■ PROBLEM: Rewrite the rows from the line containing "Expected: one pin per instance of the brake" through the end of the rows, changing "pin" to "marker" and leaving everything else unchanged. Return only those lines.

>> Start SOURCE DATA

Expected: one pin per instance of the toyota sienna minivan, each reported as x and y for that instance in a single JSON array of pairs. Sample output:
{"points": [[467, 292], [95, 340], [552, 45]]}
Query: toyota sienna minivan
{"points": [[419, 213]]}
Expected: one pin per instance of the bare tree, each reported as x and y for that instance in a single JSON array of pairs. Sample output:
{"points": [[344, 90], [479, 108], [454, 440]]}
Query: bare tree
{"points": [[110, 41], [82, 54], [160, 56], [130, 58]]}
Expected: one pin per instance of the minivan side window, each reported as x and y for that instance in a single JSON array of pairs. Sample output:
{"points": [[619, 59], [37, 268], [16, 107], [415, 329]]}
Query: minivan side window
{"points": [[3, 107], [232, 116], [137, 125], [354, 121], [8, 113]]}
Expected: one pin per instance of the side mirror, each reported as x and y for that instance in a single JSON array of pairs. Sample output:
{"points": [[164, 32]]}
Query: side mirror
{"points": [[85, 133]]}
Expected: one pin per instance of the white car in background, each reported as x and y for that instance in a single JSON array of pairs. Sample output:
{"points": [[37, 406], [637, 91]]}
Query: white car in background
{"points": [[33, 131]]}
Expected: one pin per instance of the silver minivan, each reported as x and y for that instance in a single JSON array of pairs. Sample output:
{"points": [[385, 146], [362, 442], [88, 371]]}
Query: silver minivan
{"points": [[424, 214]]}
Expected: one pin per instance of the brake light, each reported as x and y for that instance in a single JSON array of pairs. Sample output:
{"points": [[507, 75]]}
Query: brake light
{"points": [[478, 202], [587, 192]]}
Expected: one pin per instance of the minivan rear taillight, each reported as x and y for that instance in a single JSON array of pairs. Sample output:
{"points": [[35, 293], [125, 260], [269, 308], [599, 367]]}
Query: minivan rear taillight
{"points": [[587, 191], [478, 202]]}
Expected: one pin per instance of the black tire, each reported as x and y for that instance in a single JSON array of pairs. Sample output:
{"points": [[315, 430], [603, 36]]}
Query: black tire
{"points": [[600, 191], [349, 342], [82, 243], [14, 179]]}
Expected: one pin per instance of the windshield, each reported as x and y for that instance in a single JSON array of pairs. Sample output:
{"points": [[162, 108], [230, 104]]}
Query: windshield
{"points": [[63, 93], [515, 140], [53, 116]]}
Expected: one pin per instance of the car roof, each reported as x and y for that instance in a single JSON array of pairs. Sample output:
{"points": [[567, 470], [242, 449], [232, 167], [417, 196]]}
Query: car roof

>> End SOURCE DATA

■ OUTPUT OF THE TASK:
Expected: one marker per instance of the brake light, each reported as x and y for that instance in a single JSON array of pairs. Sample output:
{"points": [[507, 75]]}
Query: brake light
{"points": [[478, 202], [587, 192]]}
Expected: one marker per instance of the minivan rear taillight, each reported as x and y for that instance in a single JSON array of pairs. Sample output:
{"points": [[35, 293], [125, 260], [269, 308], [599, 367]]}
Query: minivan rear taillight
{"points": [[587, 191], [478, 202]]}
Expected: one marker per instance of the black tire, each reported as x and y for that instance in a single JSON array of pairs. Sample output:
{"points": [[315, 430], [603, 36]]}
Query: black tire
{"points": [[600, 191], [349, 342], [82, 243], [14, 179]]}
Expected: one marker per instance of the windshield, each reported as x and y for that instance in a single JSON array of pairs. Sample output:
{"points": [[162, 108], [230, 104]]}
Query: windshield
{"points": [[63, 93], [515, 140], [53, 116]]}
Expected: one marker per instance of the car roof, each reported as x and y for that instance in a single JSON array of pairs. Sample output:
{"points": [[567, 470], [242, 449], [232, 167], [417, 196]]}
Query: car roof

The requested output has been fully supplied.